Отрывок для чтения:
Кнаусгор открывает выставки вместе с норвежской королевой, пишет предисловия и публикует подборки фотографий - двухметровый красавчик (то, что он красив нордической красотой, Карлу Уве сообщили медсестры в очередном дурдоме) давным-давно стал существенной составляющей «норвежского экспорта», как я неоднократно читал в подводках, стилем соперничающих с рекламными буклетами, однако демонам его от этого не легче.
Точнее, ему легче от собственных демонов не стало.
«Позже я перечитывал эти интервью, сгорая от стыда. Ночью я ворочался, мучился от бессонницы и собственной глупости. Когда на несколько недель наступало затишье, я ощущал пустоту. Мне хотелось все новых, а когда появлялось очередное интервью, я ужасался. Тогда же меня стали приглашать на всякие мероприятия…» (610)
«Зачем это нужно? Лететь через всю Норвегию, чтобы десять минут читать перед четырьмя зрителями? Самодовольно рассуждать о литературе ради двенадцати собравшихся? Говорить журналистам глупости и потом сгорать от стыда? Если бы я мог писать, все, наверное, было бы не так страшно. Но ничего не выходило, я писал и зачеркивал, писал и зачеркивал. На выходные мы часто ходили в гости к матери или брату Тоньи, сидели в «Опере» или в «Гараже» и «Студенческом квартале», а еще в кино или смотрели взятые на прокат видеокассеты. Наш круг общения стал иным, не таким, как в студенчестве. Многие знакомые разъехались, а оставшиеся устроились на работу, и были уже не так легки на подъем. Со мной они общались иначе, ведь теперь я стал «кем-то», - меня это бесило. Все утратило смысл, вот что произошло…» (612)

Задания:
1) Кто, согласно отрывку о Кнаусгоре, сообщил Карлу Уве, что он красив нордической красотой?
2) Продолжите отрывок о Кнаусгоре, начав сразу после его последнего предложения.
Материалы для этого не понадобятся.

Фрагмент набора данных:
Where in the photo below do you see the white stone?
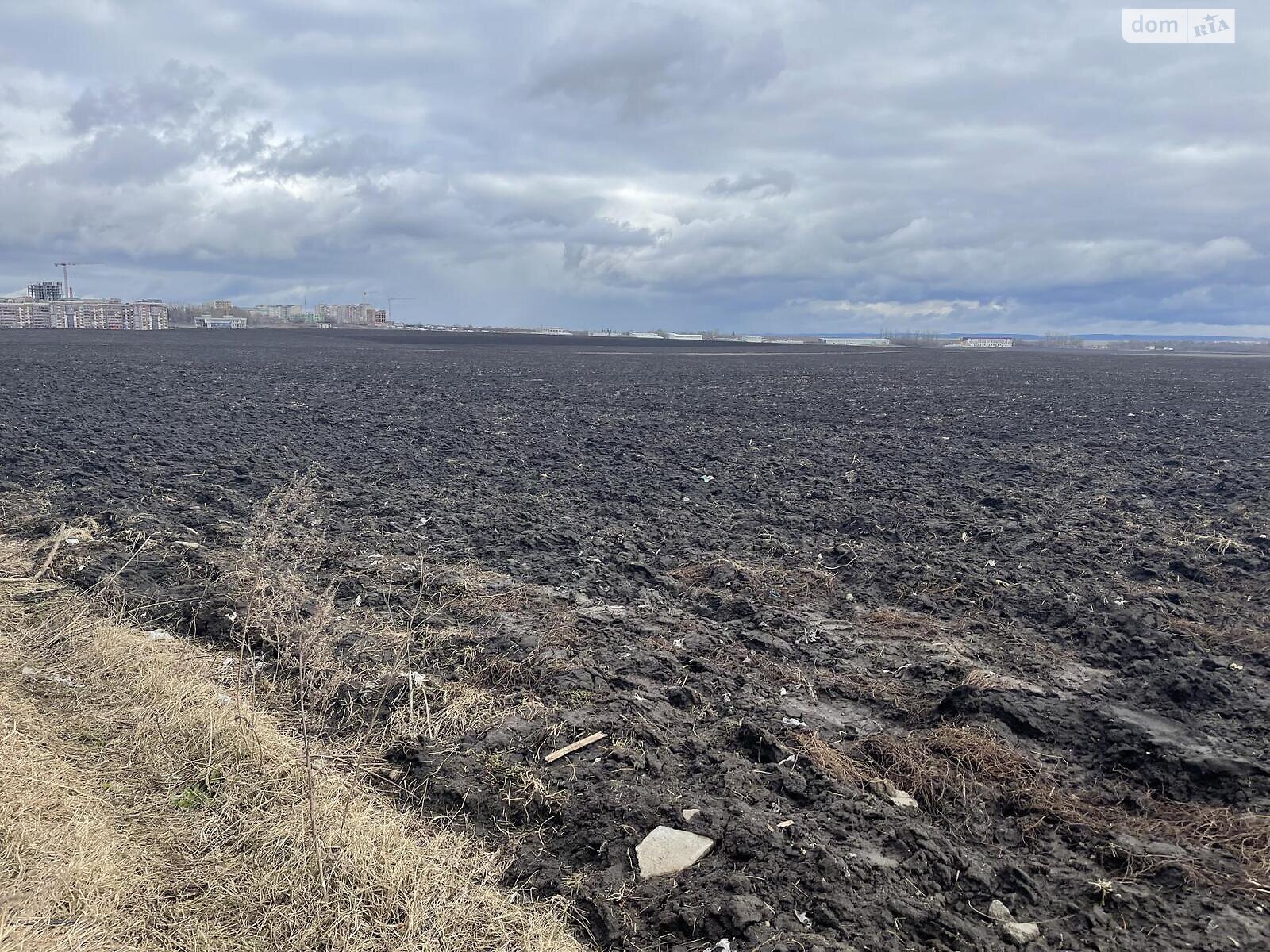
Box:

Ответы по заданиям:
1) Медсестры в очередном дурдоме.

2)
«Моя борьба» оказывается хроникой писательской эволюции, пройти которую, во всеми изгибами, загибами да искушениями, Кнаусгору хватило ума всего-то на протяжении шеститомника.
Нужно было найти одну единственно верную интонацию, подхватить бациллу многописи, чтоб в приступе «блуда труда» написать многотомную эпопею, пережить все круги ада раскрутки каждого из томов и всей эпопеи в целости, а также бесконечные сопутствующие обстоятельства, вроде скандалов, судов, разводов (вторая жена Кнаусгора и вовсе попала в психиатрическую лечебницу), многочисленных переездов с места на место, чтобы понять: все это тебе не очень нужно.
Вся эта популярность, переходящая в кропотливо, хлопотливо конструируемую славу, не интересна, не нужна, и даже противна, вредна.
Да, и вообще, литература - это же черные буквы на белой странице, их качество и глубина, широта и остроумие, «а не вот это вот все», за что зовут в телевизор порезанным лицом торговать и премии дают «за совокупность заслуг».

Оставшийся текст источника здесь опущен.